■ What is being asked
Type out the records that follow, exactly as given.

■ Extracted material
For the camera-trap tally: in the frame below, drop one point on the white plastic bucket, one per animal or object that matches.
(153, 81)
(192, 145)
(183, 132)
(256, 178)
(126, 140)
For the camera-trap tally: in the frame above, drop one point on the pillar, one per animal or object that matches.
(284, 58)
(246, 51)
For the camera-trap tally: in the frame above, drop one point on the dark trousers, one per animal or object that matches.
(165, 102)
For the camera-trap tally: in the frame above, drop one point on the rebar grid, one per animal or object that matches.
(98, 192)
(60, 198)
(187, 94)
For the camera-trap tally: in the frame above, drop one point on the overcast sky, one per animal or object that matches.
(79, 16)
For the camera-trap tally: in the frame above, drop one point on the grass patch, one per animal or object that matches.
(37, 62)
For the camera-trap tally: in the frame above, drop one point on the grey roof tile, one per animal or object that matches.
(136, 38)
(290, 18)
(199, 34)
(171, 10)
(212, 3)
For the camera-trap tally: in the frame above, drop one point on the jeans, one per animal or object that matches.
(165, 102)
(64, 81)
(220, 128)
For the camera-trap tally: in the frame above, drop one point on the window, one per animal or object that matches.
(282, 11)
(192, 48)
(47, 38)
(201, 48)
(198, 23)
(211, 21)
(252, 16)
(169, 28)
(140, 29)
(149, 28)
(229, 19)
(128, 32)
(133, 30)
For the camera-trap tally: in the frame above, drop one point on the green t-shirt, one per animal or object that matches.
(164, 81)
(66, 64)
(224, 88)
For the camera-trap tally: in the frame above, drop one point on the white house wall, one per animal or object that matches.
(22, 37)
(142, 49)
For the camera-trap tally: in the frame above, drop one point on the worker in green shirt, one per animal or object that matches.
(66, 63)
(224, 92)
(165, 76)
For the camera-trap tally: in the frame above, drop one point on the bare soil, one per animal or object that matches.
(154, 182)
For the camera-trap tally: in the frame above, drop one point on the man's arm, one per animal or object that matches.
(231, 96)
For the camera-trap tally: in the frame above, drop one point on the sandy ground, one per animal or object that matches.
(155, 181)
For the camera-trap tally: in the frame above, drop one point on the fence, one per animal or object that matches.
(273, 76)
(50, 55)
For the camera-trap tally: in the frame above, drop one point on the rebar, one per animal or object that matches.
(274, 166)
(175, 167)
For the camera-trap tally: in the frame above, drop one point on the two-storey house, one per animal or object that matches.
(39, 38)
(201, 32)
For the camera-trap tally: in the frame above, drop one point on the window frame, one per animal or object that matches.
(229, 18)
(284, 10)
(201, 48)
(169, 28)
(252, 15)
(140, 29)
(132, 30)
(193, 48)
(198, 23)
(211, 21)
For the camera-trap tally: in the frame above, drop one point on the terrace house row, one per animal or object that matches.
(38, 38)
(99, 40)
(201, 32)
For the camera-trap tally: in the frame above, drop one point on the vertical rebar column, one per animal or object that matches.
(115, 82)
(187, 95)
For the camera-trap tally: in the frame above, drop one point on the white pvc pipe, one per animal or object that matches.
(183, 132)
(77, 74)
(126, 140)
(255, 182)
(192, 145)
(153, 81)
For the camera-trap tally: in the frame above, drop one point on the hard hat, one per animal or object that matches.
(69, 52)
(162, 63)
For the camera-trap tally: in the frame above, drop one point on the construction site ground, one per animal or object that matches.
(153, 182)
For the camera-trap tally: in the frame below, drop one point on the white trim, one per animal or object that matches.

■ Full output
For the camera-trap tally: in the frame below, drop one point on the white plastic bucket, one per animal or object that matches.
(153, 81)
(192, 145)
(183, 132)
(256, 178)
(126, 140)
For the camera-trap tally: in the frame above, drop one point on the pillar, one per animal or object that matches.
(284, 58)
(246, 51)
For the camera-trap tally: in the frame above, drop one point on the dark trousers, one per animal or object that matches.
(165, 102)
For the camera-trap tally: in the frame above, drop one point on the rebar grid, one per animal or object that matches.
(98, 192)
(60, 198)
(187, 94)
For the camera-trap tally: in the frame above, drop one point on the overcast sky, one per animal or object that matches.
(79, 16)
For the camera-trap tally: in the frame above, drop one point on the grass patch, one per animal or object that matches.
(37, 62)
For the camera-trap tally: in the frame above, drop one point on the grey roof tile, one per animal or object that matches.
(136, 38)
(290, 18)
(199, 34)
(171, 10)
(212, 3)
For the camera-trap tally: in the frame above, drop one point on the jeans, one per animal or object that matches.
(165, 102)
(64, 81)
(220, 128)
For the camera-trap tally: in the frame above, drop one point on the window, one per animal or object that matches.
(282, 11)
(192, 48)
(47, 38)
(201, 48)
(198, 23)
(211, 21)
(252, 16)
(169, 28)
(140, 29)
(149, 28)
(229, 19)
(128, 32)
(133, 30)
For the camera-trap tally: in the frame above, drop one point on the green t-shirt, one per animal or object that matches.
(164, 81)
(66, 64)
(224, 88)
For the camera-trap tally: in the frame above, drop one point on the white house wall, one per animal or object that matches.
(22, 37)
(142, 49)
For the camera-trap tally: in the frame above, drop one point on the worker in green shirt, one per animal or object that matches.
(66, 63)
(224, 92)
(165, 76)
For the camera-trap tally: in the frame above, drop one point on the bare soil, one per animal or object that matches.
(154, 182)
For the camera-trap tally: in the frame above, drop one point on the man's arm, one per animal or object that matches.
(231, 96)
For the camera-trap tally: in the frame above, drop one point on the sandy ground, one per animal or object that matches.
(155, 181)
For the camera-trap tally: in the frame above, drop one point on the fence, one per animal or object that matches.
(273, 76)
(50, 55)
For the camera-trap tally: in the frame above, drop one point on the rebar, one per animal or object that matches.
(274, 166)
(175, 167)
For the camera-trap tally: in the frame above, drop one point on the two-storey house, one per animal or object that matches.
(39, 38)
(201, 32)
For the camera-trap tally: in the frame above, drop one point on the window frame, one per animal or object that matches.
(229, 18)
(284, 10)
(201, 48)
(169, 28)
(252, 15)
(140, 29)
(132, 30)
(193, 48)
(198, 23)
(211, 21)
For the camera-trap tally: in the frame above, drop one point on the terrace house row, one per animal or object that matches.
(38, 38)
(99, 40)
(201, 32)
For the camera-trap tally: in the frame above, drop one point on the vertical rebar column, one per animal or object that matches.
(115, 82)
(187, 95)
For the camera-trap tally: in the frame above, drop one point on the white pvc pipe, one per animal or object that matches.
(183, 132)
(77, 74)
(126, 140)
(255, 182)
(192, 145)
(153, 81)
For the camera-trap tally: in the frame above, drop one point on the hard hat, one per animal or object that matches.
(69, 52)
(162, 63)
For the camera-trap tally: in the frame above, drop one point on the construction site ground, one per animal or object that matches.
(153, 182)
For the camera-trap tally: in the frame below, drop one point on the white trim, one per animal or object that matches.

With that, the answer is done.